> [Trecho fornecido]
___

A Justiça Criminal só existe porque alguém já errou para pagar por seu erro. Não podemos aceitar que o ódio seja combatido com ódio. Precisamos separar a pessoa do crime por ela praticado, reconhecendo-lhe os mesmos direitos pelos quais nos descobrimos humanos.

De nada adiantará aumentar penas, comprar novas viaturas, aumentar o efetivo policial, acrescer o número de presídios, se não houver projeto. A idéia central de uma política de segurança pública coerente, conseqüente, e que aponte para a real diminuição dos índices de violência deve ser a prevenção. Nela está o mote para mudar o futuro.

Srª Presidenta, do pouco que li sobre Rousseau em Do Contrato Social, é claro que o ser humano, segundo Domenico De Mazzi, do momento em que nasce até o seu décimo ano de vida, é indefeso e precisa de proteção do pai, da mãe ou de um tutor, do contrário não sobrevive. Por natureza, o ser humano precisa viver em grupo, em comunidade, em sociedade. Dessa necessidade, nascem as cidades.

___

> [Dados brutos]
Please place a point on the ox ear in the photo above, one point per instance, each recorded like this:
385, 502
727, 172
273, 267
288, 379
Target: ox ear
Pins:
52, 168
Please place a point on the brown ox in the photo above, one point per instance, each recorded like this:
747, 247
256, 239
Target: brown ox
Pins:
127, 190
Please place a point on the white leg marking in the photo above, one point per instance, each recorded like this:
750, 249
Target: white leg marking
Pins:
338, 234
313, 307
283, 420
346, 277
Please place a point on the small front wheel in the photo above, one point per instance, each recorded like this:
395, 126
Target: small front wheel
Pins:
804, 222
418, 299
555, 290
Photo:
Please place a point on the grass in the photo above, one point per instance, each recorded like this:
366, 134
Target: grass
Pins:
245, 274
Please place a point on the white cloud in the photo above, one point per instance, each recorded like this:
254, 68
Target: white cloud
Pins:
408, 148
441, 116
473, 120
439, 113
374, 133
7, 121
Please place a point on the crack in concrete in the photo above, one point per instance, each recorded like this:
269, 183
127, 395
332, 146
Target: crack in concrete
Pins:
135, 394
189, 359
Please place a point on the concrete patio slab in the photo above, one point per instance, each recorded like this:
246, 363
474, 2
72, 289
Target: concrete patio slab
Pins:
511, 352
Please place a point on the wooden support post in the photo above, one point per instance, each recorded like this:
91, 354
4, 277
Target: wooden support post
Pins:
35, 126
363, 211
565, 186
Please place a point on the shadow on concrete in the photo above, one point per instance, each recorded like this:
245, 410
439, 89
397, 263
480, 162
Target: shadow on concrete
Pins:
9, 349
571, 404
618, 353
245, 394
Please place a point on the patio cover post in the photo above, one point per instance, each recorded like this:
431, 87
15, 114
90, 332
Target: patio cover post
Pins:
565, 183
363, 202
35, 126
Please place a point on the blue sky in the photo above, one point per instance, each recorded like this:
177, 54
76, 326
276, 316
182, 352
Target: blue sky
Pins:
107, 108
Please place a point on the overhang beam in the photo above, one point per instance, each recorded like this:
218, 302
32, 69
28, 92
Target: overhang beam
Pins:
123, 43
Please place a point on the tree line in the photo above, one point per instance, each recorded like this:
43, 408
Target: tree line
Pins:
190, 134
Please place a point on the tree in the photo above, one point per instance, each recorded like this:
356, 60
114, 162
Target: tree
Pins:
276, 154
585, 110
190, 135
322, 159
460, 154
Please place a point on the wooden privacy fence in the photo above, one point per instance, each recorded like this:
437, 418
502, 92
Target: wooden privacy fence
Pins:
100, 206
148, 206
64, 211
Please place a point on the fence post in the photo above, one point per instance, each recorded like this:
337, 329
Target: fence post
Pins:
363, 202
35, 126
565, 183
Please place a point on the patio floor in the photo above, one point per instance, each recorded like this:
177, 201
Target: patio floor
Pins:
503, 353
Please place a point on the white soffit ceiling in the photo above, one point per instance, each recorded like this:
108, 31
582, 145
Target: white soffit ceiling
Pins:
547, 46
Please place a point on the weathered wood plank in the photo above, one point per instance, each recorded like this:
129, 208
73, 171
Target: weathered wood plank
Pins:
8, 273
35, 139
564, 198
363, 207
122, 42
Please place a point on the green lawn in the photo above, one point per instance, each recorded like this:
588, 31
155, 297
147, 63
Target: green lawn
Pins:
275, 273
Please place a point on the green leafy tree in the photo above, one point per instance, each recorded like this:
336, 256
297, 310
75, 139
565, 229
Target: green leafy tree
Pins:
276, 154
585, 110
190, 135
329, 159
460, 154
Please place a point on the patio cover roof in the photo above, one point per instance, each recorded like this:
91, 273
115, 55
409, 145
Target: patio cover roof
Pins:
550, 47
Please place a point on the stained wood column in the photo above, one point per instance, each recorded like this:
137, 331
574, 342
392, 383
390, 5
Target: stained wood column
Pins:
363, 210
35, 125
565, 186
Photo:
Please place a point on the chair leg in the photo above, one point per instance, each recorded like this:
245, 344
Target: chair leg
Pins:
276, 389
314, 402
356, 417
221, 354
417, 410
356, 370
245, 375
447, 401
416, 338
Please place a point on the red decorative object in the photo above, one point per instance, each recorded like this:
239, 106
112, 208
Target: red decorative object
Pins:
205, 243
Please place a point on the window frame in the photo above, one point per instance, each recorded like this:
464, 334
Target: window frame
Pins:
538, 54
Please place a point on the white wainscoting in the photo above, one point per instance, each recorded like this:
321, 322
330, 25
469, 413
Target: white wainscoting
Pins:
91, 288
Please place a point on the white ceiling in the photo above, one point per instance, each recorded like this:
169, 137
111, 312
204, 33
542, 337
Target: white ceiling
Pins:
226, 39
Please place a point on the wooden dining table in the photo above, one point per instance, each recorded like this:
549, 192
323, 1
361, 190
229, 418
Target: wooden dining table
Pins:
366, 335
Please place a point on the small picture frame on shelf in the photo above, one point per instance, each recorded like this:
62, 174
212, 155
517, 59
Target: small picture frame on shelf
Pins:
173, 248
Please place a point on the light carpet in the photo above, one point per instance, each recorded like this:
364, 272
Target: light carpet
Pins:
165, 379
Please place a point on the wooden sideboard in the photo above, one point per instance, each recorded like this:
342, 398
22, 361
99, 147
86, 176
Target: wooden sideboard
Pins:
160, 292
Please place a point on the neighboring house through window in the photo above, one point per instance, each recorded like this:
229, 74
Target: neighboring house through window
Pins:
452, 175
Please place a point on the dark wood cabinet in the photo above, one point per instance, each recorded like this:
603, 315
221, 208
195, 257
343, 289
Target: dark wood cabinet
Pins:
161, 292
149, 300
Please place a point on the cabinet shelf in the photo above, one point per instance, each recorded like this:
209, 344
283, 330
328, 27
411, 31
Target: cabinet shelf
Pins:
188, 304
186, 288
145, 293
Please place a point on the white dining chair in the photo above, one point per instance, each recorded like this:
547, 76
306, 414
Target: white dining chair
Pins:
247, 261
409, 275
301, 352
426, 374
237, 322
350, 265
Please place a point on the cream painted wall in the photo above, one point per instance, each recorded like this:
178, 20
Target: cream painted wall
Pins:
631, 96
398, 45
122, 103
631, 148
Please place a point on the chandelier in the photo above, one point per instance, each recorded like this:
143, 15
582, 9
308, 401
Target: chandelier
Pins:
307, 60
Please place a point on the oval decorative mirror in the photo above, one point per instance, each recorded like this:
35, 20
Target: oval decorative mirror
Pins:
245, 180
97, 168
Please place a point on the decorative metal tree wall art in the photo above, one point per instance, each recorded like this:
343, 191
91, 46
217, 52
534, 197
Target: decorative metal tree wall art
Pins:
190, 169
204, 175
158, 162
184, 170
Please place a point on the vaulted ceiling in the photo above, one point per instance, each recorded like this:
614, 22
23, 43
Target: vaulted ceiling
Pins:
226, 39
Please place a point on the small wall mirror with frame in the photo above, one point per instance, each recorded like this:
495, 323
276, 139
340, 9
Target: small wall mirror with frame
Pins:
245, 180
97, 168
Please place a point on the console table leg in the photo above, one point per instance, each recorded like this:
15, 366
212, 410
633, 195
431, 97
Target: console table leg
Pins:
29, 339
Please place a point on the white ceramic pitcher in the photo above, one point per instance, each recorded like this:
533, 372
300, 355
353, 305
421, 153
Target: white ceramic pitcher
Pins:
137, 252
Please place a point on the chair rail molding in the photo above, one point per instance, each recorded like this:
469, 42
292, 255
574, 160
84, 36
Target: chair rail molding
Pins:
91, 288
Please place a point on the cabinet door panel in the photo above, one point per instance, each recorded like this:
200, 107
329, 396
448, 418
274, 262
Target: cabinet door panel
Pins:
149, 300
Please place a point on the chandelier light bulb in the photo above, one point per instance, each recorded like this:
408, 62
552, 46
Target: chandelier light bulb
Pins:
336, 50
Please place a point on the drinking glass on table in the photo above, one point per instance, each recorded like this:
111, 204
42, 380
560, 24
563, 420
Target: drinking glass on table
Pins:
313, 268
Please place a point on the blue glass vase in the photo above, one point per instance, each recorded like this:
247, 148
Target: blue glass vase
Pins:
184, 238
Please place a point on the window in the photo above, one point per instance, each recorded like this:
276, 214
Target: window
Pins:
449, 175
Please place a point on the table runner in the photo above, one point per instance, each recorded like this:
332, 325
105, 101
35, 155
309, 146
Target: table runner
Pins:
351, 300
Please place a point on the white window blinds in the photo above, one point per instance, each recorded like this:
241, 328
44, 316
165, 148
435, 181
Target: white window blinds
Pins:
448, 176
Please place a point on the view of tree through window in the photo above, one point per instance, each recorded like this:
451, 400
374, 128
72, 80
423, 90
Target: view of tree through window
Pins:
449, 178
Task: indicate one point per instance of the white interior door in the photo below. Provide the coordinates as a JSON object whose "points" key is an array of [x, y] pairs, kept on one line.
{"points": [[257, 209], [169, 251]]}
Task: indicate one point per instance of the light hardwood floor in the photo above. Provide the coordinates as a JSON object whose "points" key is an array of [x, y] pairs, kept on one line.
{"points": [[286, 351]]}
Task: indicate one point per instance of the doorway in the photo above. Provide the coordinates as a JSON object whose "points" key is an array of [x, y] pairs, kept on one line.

___

> [Suas tarefas]
**A)** Responda às perguntas abaixo com base no trecho sobre segurança pública:
(i) Qual deve ser a ideia central de uma política de segurança pública coerente?
(ii) Segundo Domenico De Mazzi, até que ano de vida o ser humano é indefeso?
(iii) De que necessidade nascem as cidades?
**B)** Transcreva do trecho sobre segurança pública, sem mudar nada, a parte que vai de "De nada adiantará" até "mudar o futuro.".

> [Respostas em ordem]
**A)**
(i) A prevenção.
(ii) Até o seu décimo ano de vida.
(iii) Da necessidade de viver em grupo, em comunidade, em sociedade.

**B)**
De nada adiantará aumentar penas, comprar novas viaturas, aumentar o efetivo policial, acrescer o número de presídios, se não houver projeto. A idéia central de uma política de segurança pública coerente, conseqüente, e que aponte para a real diminuição dos índices de violência deve ser a prevenção. Nela está o mote para mudar o futuro.